→ **TASK**: Copy out, character for character, the lines of the material below that begin at the line containing "Reviewer note: verify that every instance of the gothic" and end after the line containing "[[69, 81], [103, 73], [318, 96]]", both of these included. Print nothing else.

→ **TASK INPUT**:
★ ★ ★ ★ ★

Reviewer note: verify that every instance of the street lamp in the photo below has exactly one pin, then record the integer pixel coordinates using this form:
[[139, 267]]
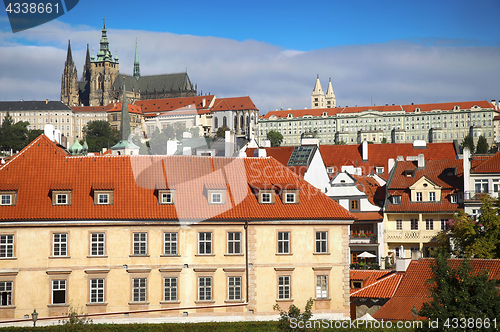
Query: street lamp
[[34, 317]]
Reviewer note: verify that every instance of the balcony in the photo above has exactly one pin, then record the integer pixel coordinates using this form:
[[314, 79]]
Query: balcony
[[410, 236], [476, 196]]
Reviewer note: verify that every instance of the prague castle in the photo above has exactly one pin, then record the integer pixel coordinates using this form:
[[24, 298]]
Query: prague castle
[[99, 84]]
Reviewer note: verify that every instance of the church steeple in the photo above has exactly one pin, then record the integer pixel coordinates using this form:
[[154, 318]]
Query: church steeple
[[331, 101], [137, 69], [318, 96]]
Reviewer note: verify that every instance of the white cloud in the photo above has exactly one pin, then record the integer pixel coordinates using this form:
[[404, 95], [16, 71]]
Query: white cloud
[[397, 72]]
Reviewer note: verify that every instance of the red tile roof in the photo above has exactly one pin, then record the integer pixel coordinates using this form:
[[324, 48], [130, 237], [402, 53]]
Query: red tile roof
[[491, 165], [170, 104], [134, 179], [388, 108], [233, 104], [414, 289], [384, 287], [337, 156]]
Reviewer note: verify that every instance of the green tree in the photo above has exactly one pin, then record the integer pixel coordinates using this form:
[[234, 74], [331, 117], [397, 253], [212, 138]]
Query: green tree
[[100, 135], [458, 292], [468, 142], [221, 132], [482, 145], [275, 137], [471, 237]]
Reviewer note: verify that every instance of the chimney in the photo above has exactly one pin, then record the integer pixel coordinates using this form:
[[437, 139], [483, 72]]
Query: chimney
[[421, 160], [364, 151], [466, 165]]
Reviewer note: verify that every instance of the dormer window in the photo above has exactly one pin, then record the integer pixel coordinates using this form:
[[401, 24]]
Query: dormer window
[[165, 197]]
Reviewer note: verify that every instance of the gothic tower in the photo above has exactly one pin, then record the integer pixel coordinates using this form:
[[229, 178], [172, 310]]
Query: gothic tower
[[137, 69], [69, 82], [103, 73], [318, 96], [331, 101]]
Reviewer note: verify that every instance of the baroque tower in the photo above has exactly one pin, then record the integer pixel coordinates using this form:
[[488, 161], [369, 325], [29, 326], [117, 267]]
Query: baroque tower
[[69, 81], [103, 73], [318, 96]]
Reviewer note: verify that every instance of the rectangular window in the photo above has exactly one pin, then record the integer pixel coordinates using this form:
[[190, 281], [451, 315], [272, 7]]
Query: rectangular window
[[284, 287], [140, 243], [216, 198], [321, 287], [166, 198], [6, 200], [444, 224], [58, 291], [7, 246], [429, 224], [414, 224], [103, 199], [399, 224], [62, 199], [266, 197], [97, 290], [60, 244], [170, 289], [205, 288], [322, 242], [205, 243], [139, 290], [97, 244], [6, 293], [170, 245], [283, 242], [234, 242], [234, 288]]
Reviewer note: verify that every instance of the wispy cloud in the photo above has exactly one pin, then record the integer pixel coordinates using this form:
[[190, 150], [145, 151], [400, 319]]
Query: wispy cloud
[[397, 72]]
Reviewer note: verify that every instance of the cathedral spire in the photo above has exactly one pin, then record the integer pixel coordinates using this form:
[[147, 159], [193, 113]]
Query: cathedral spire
[[137, 69]]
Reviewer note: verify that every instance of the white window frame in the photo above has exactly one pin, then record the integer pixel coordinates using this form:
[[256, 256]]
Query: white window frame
[[7, 246], [103, 199], [171, 243], [234, 288], [234, 242], [97, 244], [97, 290], [60, 244], [140, 243], [204, 288], [205, 243], [139, 289], [321, 286], [321, 242], [6, 199], [6, 293], [59, 285], [284, 242], [284, 287], [170, 290]]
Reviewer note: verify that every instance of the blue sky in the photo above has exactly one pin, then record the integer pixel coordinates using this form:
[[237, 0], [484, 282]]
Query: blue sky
[[375, 52]]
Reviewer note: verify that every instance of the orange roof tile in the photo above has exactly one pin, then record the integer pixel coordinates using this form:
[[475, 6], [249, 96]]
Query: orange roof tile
[[388, 108], [134, 180], [414, 289]]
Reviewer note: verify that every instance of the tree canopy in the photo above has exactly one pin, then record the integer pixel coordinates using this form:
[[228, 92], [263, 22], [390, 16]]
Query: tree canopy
[[468, 236], [482, 145], [100, 135], [275, 137], [459, 292]]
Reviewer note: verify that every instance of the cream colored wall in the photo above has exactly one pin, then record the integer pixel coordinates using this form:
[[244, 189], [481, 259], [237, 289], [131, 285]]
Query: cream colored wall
[[33, 268]]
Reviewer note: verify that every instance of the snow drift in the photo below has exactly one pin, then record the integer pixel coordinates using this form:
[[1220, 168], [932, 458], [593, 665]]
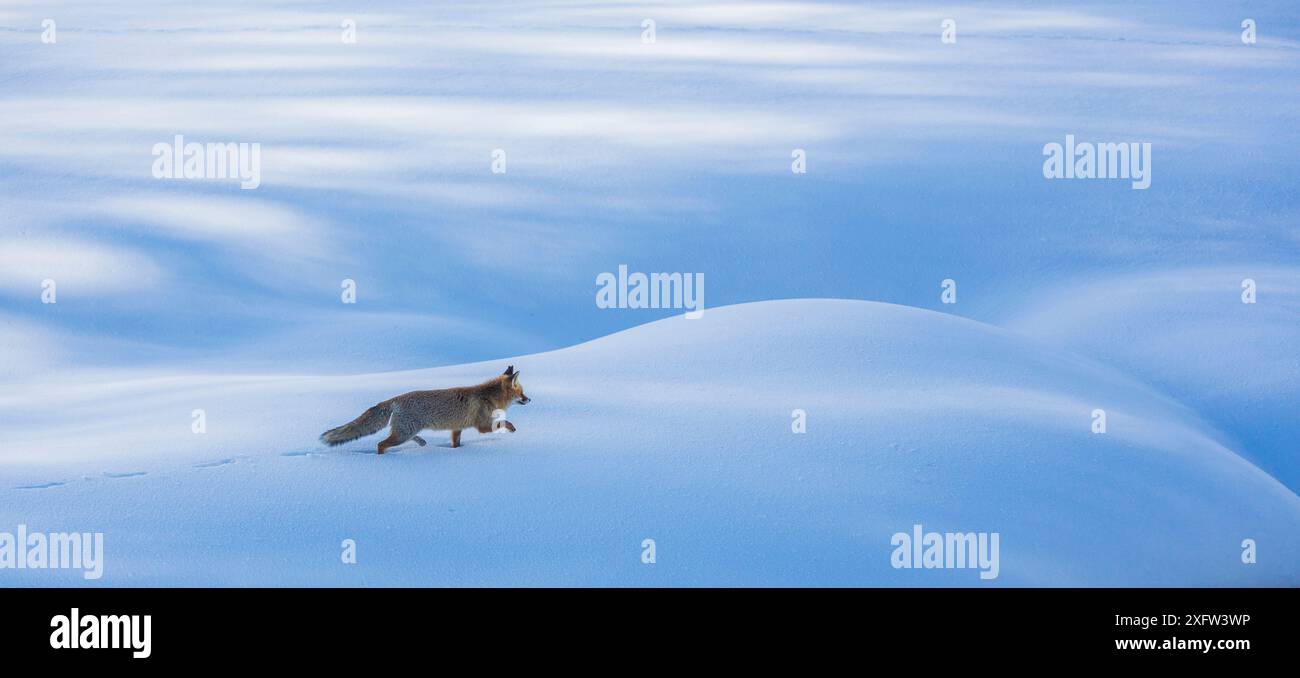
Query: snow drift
[[676, 431]]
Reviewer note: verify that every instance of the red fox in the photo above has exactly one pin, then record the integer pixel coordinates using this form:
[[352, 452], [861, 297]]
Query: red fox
[[466, 407]]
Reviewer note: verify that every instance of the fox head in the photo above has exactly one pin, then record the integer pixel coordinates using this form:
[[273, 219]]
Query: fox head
[[514, 387]]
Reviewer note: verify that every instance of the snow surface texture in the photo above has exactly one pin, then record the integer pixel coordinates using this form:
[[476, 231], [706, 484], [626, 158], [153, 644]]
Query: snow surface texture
[[677, 431]]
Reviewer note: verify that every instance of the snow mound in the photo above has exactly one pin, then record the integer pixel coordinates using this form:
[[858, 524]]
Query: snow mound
[[677, 431]]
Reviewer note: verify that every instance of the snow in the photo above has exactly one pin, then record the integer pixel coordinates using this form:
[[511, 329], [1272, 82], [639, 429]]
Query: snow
[[677, 431]]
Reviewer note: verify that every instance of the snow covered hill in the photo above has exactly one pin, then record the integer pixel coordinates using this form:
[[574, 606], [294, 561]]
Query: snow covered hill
[[677, 431]]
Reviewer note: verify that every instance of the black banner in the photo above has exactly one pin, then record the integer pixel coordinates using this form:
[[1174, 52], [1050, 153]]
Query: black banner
[[204, 627]]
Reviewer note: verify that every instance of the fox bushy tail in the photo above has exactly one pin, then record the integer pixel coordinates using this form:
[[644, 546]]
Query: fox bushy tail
[[369, 421]]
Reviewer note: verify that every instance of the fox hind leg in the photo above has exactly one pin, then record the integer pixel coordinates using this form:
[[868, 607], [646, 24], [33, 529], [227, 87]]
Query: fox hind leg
[[401, 433]]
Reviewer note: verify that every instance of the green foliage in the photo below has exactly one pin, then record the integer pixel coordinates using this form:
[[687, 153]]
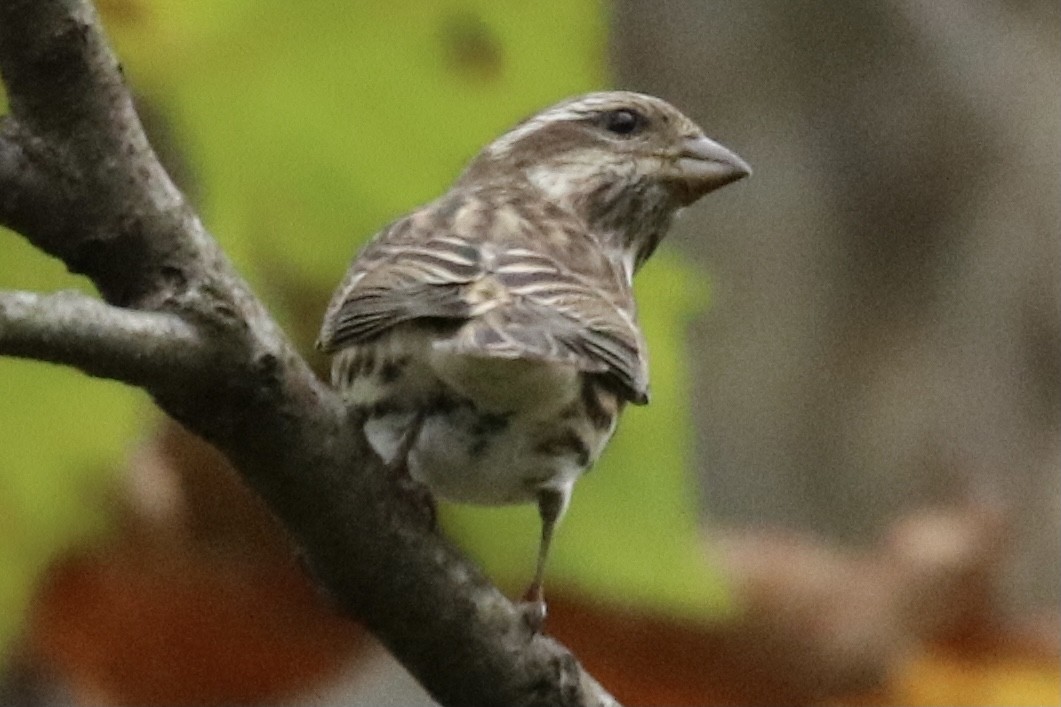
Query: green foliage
[[308, 125]]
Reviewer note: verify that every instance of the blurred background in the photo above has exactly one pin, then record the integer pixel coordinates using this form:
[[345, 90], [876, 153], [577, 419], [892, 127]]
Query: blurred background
[[847, 487]]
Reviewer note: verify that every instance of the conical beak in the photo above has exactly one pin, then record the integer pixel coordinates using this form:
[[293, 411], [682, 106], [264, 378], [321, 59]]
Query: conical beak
[[703, 166]]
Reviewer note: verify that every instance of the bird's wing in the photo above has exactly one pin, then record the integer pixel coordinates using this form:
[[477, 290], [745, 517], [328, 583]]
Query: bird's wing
[[510, 300]]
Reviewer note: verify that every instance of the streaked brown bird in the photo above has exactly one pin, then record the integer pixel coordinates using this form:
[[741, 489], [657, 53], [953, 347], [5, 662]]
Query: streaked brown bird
[[489, 340]]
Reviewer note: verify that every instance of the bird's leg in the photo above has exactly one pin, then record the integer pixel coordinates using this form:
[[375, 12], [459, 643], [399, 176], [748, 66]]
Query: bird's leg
[[416, 493], [551, 505]]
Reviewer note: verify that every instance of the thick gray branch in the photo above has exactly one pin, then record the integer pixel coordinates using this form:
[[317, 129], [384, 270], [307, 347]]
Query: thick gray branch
[[140, 348], [79, 179]]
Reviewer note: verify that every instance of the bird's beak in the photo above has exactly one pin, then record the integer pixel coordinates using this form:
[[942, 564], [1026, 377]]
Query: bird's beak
[[703, 166]]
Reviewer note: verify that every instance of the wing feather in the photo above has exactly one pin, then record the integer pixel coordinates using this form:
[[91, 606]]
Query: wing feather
[[508, 296]]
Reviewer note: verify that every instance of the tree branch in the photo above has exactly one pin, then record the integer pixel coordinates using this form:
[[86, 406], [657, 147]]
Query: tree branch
[[79, 179], [140, 348]]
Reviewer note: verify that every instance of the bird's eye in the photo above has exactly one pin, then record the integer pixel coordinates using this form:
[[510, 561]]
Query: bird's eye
[[624, 121]]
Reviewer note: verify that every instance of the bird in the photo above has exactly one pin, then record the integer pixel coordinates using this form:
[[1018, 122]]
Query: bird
[[488, 341]]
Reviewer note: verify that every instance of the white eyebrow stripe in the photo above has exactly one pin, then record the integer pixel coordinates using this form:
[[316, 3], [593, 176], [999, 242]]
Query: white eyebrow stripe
[[569, 110]]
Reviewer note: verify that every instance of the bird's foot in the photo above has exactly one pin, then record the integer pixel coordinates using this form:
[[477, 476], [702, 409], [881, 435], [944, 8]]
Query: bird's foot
[[533, 608], [415, 495]]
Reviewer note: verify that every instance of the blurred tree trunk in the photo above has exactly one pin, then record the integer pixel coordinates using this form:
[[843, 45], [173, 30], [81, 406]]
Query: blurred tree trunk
[[884, 328]]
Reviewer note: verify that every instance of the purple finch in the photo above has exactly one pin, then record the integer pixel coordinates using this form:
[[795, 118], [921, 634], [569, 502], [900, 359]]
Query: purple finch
[[488, 341]]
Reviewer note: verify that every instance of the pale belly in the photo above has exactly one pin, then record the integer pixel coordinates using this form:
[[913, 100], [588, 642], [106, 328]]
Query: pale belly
[[491, 431]]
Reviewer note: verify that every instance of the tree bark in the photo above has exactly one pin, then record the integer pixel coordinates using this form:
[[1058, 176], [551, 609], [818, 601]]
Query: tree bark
[[80, 180]]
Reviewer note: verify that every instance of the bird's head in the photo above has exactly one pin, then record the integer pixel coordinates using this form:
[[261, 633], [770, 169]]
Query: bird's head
[[623, 161]]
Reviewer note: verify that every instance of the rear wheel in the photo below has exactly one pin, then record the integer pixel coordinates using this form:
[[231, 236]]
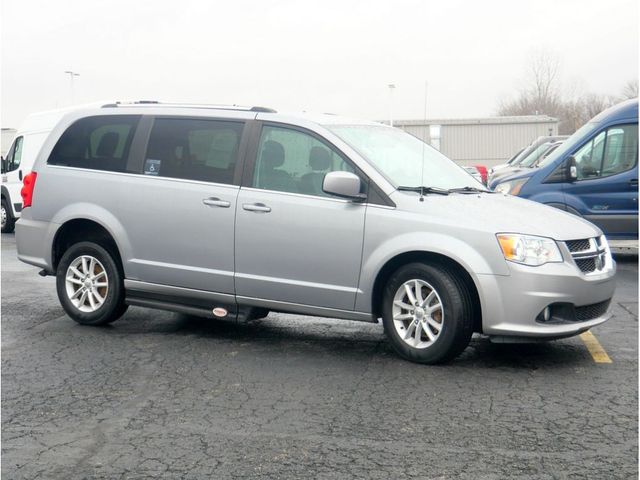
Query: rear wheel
[[90, 285], [427, 313], [7, 220]]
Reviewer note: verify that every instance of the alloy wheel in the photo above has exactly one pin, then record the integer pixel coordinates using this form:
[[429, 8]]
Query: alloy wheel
[[418, 313], [87, 283]]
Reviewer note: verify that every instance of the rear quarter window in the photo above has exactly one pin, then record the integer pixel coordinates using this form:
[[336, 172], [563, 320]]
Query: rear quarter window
[[97, 143]]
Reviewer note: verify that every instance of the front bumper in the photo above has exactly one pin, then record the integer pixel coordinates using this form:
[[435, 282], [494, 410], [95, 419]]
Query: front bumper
[[512, 304]]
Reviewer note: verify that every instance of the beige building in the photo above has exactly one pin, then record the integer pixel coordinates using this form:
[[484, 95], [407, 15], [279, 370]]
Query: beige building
[[486, 141]]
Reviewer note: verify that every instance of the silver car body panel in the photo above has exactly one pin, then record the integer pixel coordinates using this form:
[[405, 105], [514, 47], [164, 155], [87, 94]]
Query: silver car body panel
[[309, 255]]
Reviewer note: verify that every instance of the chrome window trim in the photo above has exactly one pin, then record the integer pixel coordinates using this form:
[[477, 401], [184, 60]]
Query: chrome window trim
[[141, 175]]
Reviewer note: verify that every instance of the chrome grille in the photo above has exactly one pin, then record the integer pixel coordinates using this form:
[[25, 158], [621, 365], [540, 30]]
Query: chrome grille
[[589, 254], [578, 245]]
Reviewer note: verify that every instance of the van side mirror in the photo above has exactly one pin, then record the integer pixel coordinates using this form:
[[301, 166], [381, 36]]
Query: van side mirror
[[344, 185], [572, 169]]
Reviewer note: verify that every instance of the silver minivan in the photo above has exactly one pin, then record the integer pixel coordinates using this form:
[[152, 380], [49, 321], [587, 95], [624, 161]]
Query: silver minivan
[[232, 212]]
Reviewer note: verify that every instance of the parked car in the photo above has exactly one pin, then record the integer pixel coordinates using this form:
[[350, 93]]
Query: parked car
[[529, 161], [19, 161], [593, 174], [230, 212], [523, 154], [483, 173], [473, 171]]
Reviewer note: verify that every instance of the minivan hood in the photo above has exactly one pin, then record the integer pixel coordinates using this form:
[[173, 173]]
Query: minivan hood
[[496, 213]]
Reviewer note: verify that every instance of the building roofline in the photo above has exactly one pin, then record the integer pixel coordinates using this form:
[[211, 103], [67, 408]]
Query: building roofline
[[478, 121]]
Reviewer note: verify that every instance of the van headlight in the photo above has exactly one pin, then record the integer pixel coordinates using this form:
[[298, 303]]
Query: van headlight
[[512, 188], [529, 249]]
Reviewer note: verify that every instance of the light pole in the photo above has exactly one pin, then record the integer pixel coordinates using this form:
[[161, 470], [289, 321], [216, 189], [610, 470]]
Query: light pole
[[391, 88], [71, 75]]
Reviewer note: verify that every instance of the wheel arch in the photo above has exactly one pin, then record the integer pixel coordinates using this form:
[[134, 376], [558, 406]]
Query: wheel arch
[[83, 229], [430, 258]]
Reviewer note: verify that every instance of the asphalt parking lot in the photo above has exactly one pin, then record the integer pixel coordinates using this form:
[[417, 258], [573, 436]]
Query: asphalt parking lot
[[169, 396]]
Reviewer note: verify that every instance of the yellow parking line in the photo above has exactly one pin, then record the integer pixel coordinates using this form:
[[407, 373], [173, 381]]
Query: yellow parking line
[[595, 349]]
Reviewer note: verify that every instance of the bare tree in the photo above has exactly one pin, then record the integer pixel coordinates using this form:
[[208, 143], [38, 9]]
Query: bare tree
[[630, 89], [541, 94]]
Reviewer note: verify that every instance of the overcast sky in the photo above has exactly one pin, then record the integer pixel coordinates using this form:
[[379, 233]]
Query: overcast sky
[[319, 56]]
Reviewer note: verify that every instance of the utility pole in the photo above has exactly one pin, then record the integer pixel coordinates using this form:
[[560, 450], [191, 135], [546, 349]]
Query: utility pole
[[71, 75], [391, 88]]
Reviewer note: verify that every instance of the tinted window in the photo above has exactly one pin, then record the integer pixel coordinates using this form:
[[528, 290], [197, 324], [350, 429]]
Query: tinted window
[[205, 150], [611, 151], [99, 143], [15, 155], [293, 161]]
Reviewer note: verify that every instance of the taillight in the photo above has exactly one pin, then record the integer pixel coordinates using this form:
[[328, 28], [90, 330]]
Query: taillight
[[28, 184]]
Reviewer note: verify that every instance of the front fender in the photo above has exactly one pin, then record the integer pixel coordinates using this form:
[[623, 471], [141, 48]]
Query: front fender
[[465, 254]]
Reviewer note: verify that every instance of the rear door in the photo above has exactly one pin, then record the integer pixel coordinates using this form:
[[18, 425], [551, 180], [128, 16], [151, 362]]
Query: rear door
[[606, 191], [295, 243], [181, 209]]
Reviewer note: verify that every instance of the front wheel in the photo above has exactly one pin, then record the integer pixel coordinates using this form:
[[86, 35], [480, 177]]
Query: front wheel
[[89, 284], [427, 313]]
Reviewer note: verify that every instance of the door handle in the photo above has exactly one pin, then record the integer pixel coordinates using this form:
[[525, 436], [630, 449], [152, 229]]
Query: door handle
[[216, 202], [256, 207]]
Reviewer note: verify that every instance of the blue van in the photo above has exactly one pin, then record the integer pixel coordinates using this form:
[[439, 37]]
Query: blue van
[[593, 174]]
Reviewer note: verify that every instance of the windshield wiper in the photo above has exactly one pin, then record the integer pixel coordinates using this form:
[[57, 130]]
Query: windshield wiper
[[469, 189], [425, 190]]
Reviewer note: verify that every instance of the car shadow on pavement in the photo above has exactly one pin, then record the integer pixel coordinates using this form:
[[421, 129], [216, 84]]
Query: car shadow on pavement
[[344, 339]]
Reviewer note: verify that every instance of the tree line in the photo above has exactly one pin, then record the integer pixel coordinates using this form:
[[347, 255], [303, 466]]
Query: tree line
[[542, 95]]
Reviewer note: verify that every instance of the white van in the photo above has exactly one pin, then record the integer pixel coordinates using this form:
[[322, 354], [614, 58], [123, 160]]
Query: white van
[[19, 161]]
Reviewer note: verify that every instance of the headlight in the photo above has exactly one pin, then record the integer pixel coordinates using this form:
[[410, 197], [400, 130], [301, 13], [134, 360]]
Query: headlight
[[512, 188], [529, 250]]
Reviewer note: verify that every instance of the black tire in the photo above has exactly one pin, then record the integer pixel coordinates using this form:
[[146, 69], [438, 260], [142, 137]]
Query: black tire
[[8, 222], [113, 306], [456, 306]]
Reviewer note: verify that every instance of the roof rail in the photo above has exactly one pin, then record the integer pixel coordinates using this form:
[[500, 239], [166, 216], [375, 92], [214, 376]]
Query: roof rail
[[155, 103]]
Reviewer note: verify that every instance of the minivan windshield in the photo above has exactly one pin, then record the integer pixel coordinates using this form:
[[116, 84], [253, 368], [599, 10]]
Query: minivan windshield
[[399, 157], [569, 143]]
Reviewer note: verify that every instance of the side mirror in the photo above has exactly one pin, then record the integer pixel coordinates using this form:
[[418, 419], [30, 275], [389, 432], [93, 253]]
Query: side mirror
[[343, 184], [572, 169]]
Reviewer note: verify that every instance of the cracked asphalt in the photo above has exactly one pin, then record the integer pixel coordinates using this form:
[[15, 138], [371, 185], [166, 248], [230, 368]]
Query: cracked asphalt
[[162, 395]]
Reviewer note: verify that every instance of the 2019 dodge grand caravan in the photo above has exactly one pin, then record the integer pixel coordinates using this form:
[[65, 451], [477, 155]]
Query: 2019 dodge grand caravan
[[233, 212]]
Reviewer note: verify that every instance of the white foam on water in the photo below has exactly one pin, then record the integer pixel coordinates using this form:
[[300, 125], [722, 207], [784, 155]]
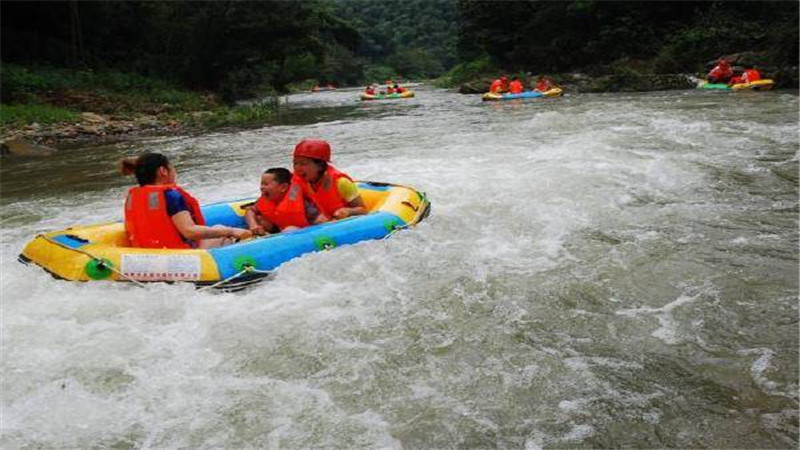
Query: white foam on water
[[669, 331]]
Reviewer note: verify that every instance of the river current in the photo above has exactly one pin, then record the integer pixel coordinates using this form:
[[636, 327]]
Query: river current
[[616, 270]]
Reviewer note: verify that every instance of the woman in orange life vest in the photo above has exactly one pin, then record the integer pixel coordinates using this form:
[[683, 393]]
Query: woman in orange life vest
[[543, 84], [283, 206], [333, 191], [159, 214], [750, 74], [499, 85], [721, 73]]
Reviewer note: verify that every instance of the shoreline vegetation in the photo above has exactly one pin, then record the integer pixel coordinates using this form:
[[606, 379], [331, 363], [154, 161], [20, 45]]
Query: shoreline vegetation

★ ★ ★ ★ ★

→ **ANSWER BELOW**:
Reviewer note: verify that every instance of the gothic tower in the photo above has exactly one pin, then record the integer pixel coordinates using this form:
[[229, 178], [172, 310]]
Query: gothic tower
[[137, 69], [69, 82], [103, 73], [318, 96], [331, 101]]
Reviewer note: verify that every instance of the baroque tower in the photo above has exactly one pin, then record the integer pixel coordinates using this form:
[[488, 161], [369, 325], [29, 326], [117, 267]]
Query: baroque tower
[[69, 81], [103, 73], [318, 96]]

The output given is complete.